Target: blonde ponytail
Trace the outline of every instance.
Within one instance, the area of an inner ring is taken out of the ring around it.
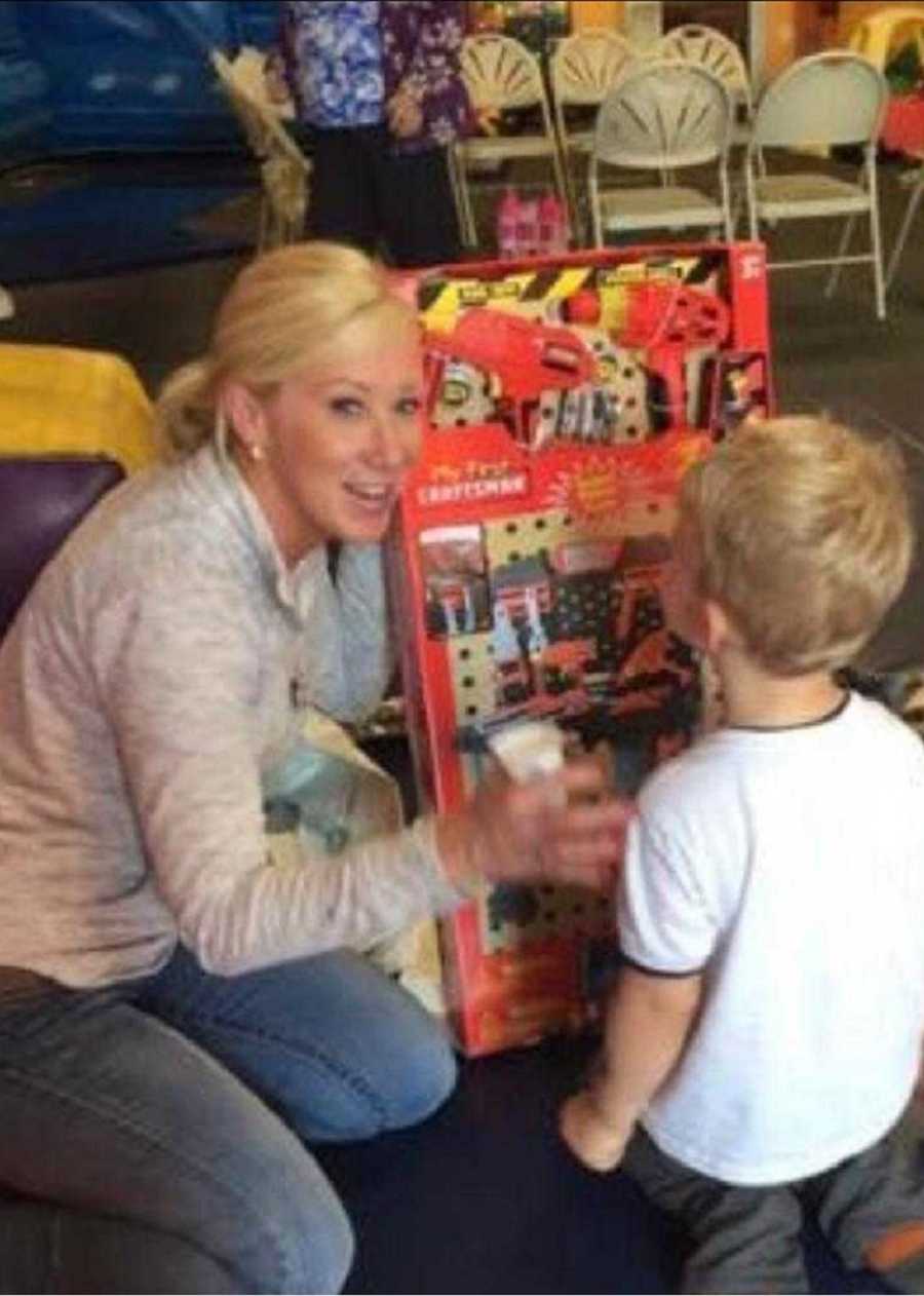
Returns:
[[[192,455],[215,430],[213,365],[203,356],[175,369],[154,404],[158,429],[170,454]]]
---+---
Retype the data above word for word, leaving out the picture.

Target: blonde ponytail
Trace the outline of every instance.
Within one instance, the area of an inner ring is taken out of the ring around it.
Returns:
[[[192,455],[215,430],[213,365],[203,356],[175,369],[154,404],[158,429],[170,454]]]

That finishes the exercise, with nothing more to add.